→ DIRECTIONS FOR THIS TASK
Among the records below, find each line bearing the word "sandal" and copy it.

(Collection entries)
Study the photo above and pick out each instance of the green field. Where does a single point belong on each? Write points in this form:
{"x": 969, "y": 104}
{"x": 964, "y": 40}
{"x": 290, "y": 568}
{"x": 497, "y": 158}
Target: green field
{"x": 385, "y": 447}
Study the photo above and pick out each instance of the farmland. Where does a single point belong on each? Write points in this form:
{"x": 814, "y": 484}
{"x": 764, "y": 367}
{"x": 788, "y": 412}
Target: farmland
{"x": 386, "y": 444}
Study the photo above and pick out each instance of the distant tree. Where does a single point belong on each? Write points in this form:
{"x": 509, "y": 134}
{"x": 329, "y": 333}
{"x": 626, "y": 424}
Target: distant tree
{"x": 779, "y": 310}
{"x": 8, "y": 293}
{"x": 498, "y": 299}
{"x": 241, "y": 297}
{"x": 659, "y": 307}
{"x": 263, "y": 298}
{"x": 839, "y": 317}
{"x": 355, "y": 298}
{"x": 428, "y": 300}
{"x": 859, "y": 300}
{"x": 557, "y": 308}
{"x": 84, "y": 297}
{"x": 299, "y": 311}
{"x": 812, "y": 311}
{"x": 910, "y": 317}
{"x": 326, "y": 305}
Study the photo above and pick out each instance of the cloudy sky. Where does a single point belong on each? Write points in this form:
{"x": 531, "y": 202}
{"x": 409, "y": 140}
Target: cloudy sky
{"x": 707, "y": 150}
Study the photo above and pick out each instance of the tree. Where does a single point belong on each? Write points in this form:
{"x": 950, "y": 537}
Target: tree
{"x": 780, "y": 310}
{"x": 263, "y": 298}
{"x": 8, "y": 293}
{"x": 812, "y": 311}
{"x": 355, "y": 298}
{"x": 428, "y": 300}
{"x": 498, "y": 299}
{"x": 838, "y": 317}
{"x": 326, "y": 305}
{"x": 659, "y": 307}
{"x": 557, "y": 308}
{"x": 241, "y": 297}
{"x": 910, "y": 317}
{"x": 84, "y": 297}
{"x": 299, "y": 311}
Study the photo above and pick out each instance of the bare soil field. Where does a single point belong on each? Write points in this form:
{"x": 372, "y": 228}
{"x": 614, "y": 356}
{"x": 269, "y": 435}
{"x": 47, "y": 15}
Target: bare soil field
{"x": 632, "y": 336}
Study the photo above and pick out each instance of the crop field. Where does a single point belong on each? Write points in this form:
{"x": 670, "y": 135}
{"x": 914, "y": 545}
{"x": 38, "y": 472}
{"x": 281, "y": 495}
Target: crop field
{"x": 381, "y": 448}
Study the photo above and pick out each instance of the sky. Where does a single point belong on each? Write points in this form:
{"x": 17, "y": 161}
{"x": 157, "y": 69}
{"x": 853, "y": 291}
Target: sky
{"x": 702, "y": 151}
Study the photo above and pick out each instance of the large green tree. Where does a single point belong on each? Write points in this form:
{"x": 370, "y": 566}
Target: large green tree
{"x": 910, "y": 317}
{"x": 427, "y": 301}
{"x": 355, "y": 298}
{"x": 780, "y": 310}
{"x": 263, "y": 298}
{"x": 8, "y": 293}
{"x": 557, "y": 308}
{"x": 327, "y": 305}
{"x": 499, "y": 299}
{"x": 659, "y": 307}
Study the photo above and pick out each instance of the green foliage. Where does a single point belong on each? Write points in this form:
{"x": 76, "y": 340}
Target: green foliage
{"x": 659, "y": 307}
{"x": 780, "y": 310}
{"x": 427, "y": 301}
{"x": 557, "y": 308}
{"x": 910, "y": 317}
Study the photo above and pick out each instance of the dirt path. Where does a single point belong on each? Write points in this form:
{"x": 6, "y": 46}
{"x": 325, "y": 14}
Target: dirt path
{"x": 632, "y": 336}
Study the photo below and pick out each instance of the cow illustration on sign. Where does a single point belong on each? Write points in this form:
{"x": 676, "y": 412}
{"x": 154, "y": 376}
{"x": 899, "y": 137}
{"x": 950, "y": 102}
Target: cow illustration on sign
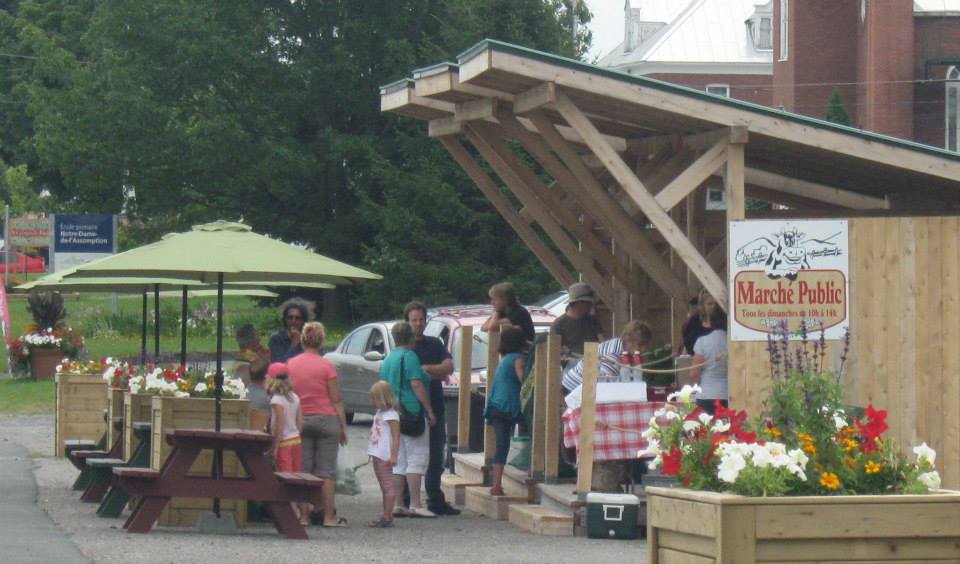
{"x": 786, "y": 253}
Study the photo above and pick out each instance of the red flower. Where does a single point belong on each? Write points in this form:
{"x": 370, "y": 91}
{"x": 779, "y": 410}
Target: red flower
{"x": 671, "y": 462}
{"x": 870, "y": 431}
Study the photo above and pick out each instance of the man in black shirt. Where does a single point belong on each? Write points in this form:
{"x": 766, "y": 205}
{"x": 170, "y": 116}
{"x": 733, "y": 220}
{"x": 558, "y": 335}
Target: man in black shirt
{"x": 438, "y": 364}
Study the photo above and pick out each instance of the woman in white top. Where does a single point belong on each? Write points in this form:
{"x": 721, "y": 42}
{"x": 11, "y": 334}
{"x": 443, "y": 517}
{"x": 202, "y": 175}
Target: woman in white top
{"x": 710, "y": 362}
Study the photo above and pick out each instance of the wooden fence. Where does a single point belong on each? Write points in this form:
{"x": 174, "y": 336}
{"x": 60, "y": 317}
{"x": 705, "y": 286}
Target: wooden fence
{"x": 905, "y": 326}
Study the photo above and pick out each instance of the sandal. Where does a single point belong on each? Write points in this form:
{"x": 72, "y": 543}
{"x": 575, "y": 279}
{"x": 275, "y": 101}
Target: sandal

→ SOLUTION
Study the photo above and pick out each instance of the sandal. Where does a single point belong on each? Write points in this form:
Target: sandal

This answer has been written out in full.